» GOAL OF THE EXERCISE
Make an exact copy of all the records.

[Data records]
_ _ _ _

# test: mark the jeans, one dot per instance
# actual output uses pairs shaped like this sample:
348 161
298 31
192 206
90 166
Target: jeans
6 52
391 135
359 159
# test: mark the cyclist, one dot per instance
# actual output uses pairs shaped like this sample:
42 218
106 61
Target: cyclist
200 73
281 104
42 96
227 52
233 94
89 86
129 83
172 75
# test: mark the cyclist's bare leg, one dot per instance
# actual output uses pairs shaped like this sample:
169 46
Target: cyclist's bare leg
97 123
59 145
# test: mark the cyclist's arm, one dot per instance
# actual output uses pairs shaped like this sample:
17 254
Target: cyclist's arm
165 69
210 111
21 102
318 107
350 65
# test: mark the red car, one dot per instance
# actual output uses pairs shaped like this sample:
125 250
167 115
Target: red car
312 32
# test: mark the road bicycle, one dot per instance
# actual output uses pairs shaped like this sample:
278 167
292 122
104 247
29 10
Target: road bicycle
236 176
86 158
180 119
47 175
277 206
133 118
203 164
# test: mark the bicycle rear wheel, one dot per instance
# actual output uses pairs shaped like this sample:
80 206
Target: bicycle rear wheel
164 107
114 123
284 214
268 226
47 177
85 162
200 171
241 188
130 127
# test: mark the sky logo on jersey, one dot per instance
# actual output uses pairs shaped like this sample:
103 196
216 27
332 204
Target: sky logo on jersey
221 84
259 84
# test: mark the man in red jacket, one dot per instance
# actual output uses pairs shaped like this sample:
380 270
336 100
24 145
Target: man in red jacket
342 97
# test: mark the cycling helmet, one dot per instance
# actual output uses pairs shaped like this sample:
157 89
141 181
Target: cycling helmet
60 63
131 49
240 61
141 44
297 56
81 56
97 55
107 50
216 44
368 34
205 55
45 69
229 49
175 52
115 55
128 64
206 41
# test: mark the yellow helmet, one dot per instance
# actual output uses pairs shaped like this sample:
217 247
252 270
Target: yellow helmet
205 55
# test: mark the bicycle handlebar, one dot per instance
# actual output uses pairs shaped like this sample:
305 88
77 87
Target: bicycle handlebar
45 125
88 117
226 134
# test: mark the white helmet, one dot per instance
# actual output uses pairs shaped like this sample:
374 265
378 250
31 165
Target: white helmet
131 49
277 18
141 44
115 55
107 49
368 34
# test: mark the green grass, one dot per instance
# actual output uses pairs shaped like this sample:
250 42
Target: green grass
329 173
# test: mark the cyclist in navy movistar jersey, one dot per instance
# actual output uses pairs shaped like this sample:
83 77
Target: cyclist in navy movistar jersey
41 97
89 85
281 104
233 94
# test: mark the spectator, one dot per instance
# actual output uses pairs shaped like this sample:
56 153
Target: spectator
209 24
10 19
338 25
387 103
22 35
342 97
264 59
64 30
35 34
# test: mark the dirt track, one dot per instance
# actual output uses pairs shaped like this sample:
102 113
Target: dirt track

_ _ _ _

» SOLUTION TO THE EXERCISE
# test: mark the jeans, one dot per instance
# actual output uses pairs shaped like this sample:
348 161
298 31
192 206
90 166
Target: jeans
6 52
391 135
359 159
# test: mark the cyclist, one dot per instance
# actual output uses pairs shaped like this sample:
42 218
106 61
Target: cyclist
200 73
281 104
42 96
227 52
233 94
89 86
129 83
172 75
# test: mark the cyclist's bare leg, one dot per instance
# actual output uses pairs shaped like this sample:
169 46
Target: cyclist's bare leg
97 123
59 145
# test: mark the cyclist's arm, one dot per instance
# actual output uses pairs shaped like this sample:
17 254
Target: cyclist's arm
165 69
210 111
21 102
318 107
350 65
# test: mark the red car, one dot per instance
# actual output uses pairs shaped like this sample:
125 250
167 115
Target: red car
312 32
# test: mark the road bicycle, one dot per instance
# actual output uses pairs shaped like this sample:
278 167
292 122
104 247
29 10
Target: road bicycle
236 176
86 158
180 119
47 175
277 206
133 118
203 164
# test: mark the bicycle rear wheel, one dot per instance
# actual output uses pairs shaped like this sample:
80 206
Target: bicycle rear wheel
164 107
114 123
284 214
268 226
47 177
85 162
200 171
241 188
130 127
# test: mark the sky logo on jersey, one dot per instance
# actual output uses pairs shaped like this sample:
103 196
216 27
332 204
Target: sky logo on jersey
221 84
259 84
# test: mark the man in red jacket, one dot per instance
# actual output uses pairs shaped like this sample:
380 270
336 100
24 145
Target: man in red jacket
342 97
# test: mark the cycling helmet, one dot per instance
# actual output uses pairs shaped like this sample:
157 89
141 181
Target: cycling helmet
60 63
131 49
240 61
141 44
297 56
81 56
97 55
107 50
216 44
368 34
205 55
45 69
229 49
175 52
115 55
128 64
206 41
# test: mark the yellow helmet, one dot per instance
# actual output uses pairs shaped like this sample:
217 247
252 270
Target: yellow helmet
205 55
# test: mark the bicycle handlebar, one dot per instance
# actual output uses pairs shaped like this sample:
305 88
77 87
Target: bicycle handlebar
45 125
88 117
226 134
# test: mark the white helmet, one dot per instance
# actual output uses pairs shaped like this sample:
374 265
378 250
31 165
Target: white helmet
131 49
277 18
141 44
115 55
107 49
368 34
# test: mark the green grass, one dot per instance
# actual output uses pairs shaped like this sample:
250 42
Target: green grass
329 173
# test: mark the cyclist in navy movistar jersey, one dot per instance
# actual output uses pairs shaped like this sample:
83 77
Target: cyclist in navy movistar jersey
41 97
89 85
281 104
233 94
# test: mark the spectator, one dot per instance
# actual output uses pairs shaped like this sample:
56 153
Target: spectator
209 24
10 19
338 25
387 103
22 35
342 97
264 59
64 30
35 34
# test: mark the dirt track, one dot per instance
# actual output uses pairs shaped like this sample:
102 113
Target: dirt track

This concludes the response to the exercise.